TRY IT: Please write out all of the entries exactly as they appear.

AVAILABLE DATA:
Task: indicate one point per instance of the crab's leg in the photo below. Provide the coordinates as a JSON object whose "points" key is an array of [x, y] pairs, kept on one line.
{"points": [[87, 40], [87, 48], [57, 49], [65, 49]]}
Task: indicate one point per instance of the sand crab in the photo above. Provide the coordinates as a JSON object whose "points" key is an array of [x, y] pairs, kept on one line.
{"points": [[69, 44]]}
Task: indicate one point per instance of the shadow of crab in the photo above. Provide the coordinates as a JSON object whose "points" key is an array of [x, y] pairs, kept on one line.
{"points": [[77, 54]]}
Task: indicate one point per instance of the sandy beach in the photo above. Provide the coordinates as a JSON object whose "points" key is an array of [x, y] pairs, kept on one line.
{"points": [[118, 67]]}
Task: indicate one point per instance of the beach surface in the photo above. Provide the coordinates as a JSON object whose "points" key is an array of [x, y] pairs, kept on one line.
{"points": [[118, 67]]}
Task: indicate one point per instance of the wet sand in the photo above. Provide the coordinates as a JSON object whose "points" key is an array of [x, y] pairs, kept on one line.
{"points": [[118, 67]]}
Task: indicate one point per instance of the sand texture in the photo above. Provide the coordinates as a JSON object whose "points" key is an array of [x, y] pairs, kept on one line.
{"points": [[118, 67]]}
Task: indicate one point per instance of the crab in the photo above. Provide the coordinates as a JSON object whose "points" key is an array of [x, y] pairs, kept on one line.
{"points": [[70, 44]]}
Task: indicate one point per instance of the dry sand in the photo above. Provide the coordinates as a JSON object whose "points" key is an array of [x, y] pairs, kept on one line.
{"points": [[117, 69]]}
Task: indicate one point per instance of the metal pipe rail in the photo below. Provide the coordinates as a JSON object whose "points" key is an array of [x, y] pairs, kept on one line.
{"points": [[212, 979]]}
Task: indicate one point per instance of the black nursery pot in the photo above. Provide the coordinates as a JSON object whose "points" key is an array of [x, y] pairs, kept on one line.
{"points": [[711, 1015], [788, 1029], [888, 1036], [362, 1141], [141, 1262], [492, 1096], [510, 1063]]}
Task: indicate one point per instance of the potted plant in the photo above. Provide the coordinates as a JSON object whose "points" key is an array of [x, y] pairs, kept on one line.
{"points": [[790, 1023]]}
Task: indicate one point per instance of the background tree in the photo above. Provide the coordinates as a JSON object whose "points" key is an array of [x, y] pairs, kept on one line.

ANSWER FOR THE TASK:
Task: indicate one point per instance of the crab's leg in the photo below. Provide the coordinates as a JSON object whose "points" key is an array of [x, y] pairs, kept on one line.
{"points": [[87, 40], [87, 48], [57, 49], [65, 49]]}
Task: indicate one point per instance of the sand crab in the photo above. Provide the coordinates as a JSON object whose "points" key is an array of [x, y] pairs, kept on one line.
{"points": [[69, 44]]}
Task: indicate one point per instance of the shadow of crab in the photo above. Provide the coordinates as a JSON object whose "points" key is an array of [x, y] pairs, kept on one line.
{"points": [[77, 54]]}
Task: indicate one point per instance of the sandy beach in the photo above. Provide the coordinates as a JSON object whose "points" key is an array of [x, y] pairs, kept on one line.
{"points": [[118, 67]]}
Task: indicate one point per instance of the beach surface in the photo above. Provide the coordinates as a JSON object whose "points" key is an array of [x, y] pairs, kept on one line.
{"points": [[118, 67]]}
Task: indicate one point per instance of the wet sand in the photo above. Provide the coordinates as a JSON object whose "points" key is an array of [x, y] pairs, kept on one line.
{"points": [[118, 67]]}
Task: indicate one point per instance of the sand texture in the photo above. Provide the coordinates as a JSON object whose "points" key is an array of [x, y] pairs, kept on one line.
{"points": [[118, 67]]}
Task: indicate one point per instance of the crab in the photo above. Provide the coordinates as a JSON object whose "points" key is an array of [x, y] pairs, kept on one line.
{"points": [[70, 44]]}
Task: indicate one point per instance of the dry sand in the photo above. Provide the coordinates as a JSON object whose "points" key is an array of [x, y] pairs, kept on one line.
{"points": [[117, 69]]}
Task: indicate one point per instance of the metal pipe rail in the photo below. Provide the coordinates as a JSON object whose "points" key is an array of [x, y] pairs, kept on one line.
{"points": [[212, 979]]}
Task: indicate one point per instance of the black nursery pot in the photo above. Provide the coordinates as a JSON object whose "points" key is an array of [x, y] pairs, kept on one line.
{"points": [[711, 1015], [788, 1029], [888, 1036], [362, 1141], [141, 1262], [492, 1096], [510, 1063]]}
Task: indicate one point per instance of the potted plant in the photo above. Provide the coordinates as a JSON object whose "points" key is an array of [x, y] pairs, kept on one line.
{"points": [[790, 1023]]}
Task: indicate one point per instance of the background tree in the photo above. Provide the coordinates as a JSON object whose "points" key is an array of [x, y] pairs, kept on one line.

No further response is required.